=== Work instructions ===
Copy the material below word for word, from its first line through the line containing "pixel 1007 595", with both of those lines included. Leave the pictures out of your answer and stop after that line.
-- start Data extract --
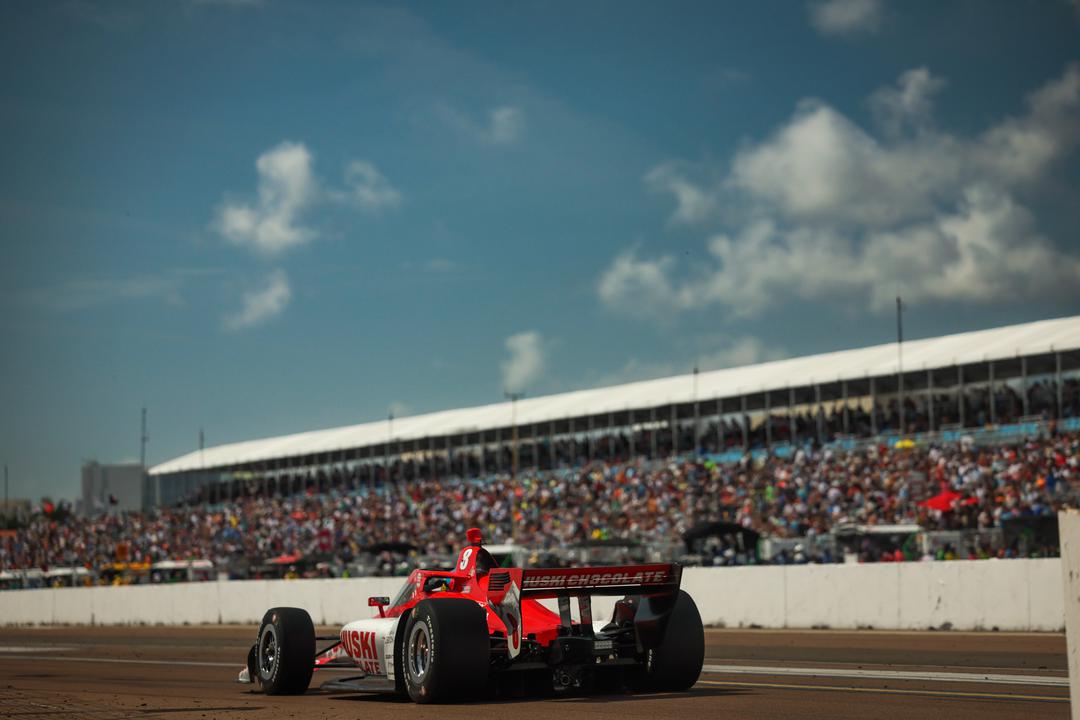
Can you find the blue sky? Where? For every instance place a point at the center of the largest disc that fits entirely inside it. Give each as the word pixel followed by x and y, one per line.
pixel 265 217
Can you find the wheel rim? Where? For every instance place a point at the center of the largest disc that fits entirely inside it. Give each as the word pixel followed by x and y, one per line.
pixel 419 651
pixel 268 651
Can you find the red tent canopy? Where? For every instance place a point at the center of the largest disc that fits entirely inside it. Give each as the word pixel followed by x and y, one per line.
pixel 944 500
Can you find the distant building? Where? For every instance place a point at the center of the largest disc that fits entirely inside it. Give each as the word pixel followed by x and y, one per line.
pixel 113 488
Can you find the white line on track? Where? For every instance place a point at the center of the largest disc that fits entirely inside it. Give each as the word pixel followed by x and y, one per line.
pixel 189 663
pixel 990 678
pixel 723 669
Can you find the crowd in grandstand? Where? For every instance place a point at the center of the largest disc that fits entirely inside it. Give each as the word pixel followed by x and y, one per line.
pixel 800 496
pixel 733 432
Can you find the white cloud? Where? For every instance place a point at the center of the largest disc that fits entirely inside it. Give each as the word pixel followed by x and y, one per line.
pixel 287 188
pixel 909 104
pixel 693 203
pixel 368 188
pixel 829 212
pixel 264 303
pixel 526 362
pixel 847 17
pixel 501 125
pixel 642 287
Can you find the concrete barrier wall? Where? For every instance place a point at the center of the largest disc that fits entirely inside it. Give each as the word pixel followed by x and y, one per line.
pixel 1007 595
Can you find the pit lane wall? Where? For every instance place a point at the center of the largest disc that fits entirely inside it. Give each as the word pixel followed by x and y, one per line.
pixel 961 595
-- end Data extract --
=== Result of this exercise ===
Can you find the blue sky? Where? For every instance place a point at the center of the largest disc that fits entirely inside it. Give each as the word pixel followed by x and y, one per line.
pixel 265 217
Can you find the wheel rim? Where? For every instance place a point at the center of the largest disc that fits entirely inside it. Give each as the word pixel followed by x and y, one per line.
pixel 419 651
pixel 268 651
Can you find the red tent canopy? Where? For every instance place a point at the center of the largest disc that fits entirely inside it. Give each as the word pixel followed by x and y, one per line.
pixel 944 500
Can you find the distant building? Where? For every instance place a point at the center of the largest disc that fits entirely inside it. Give each as the word pixel followed by x and y, one per line.
pixel 113 488
Can you find the white line on track? Where? For every instance place a point at the center of the largest disc that fits entirely inside it. Give each as the word pixel followed by x and y, one per line.
pixel 189 663
pixel 990 678
pixel 723 669
Can you find the crowd in grandstand? Where? For every instance place a point at the center of the largest disc that fits entirely inside it. Give each as the word pixel followed by x and y, one per line.
pixel 800 496
pixel 733 432
Can you find the white cloud? Where? For every instance place a point at the center of the largest disc that fits entirely inside it. Give each as the word pixel followed by x and y, one per line.
pixel 287 188
pixel 909 104
pixel 693 203
pixel 368 188
pixel 829 212
pixel 264 303
pixel 526 362
pixel 847 17
pixel 501 125
pixel 642 287
Can you find the concrete barrier wall? Where? For every instance place a point at the center of the largest disc that fits entirely inside it. Give each as the word pixel followed by x and y, one per line.
pixel 1007 595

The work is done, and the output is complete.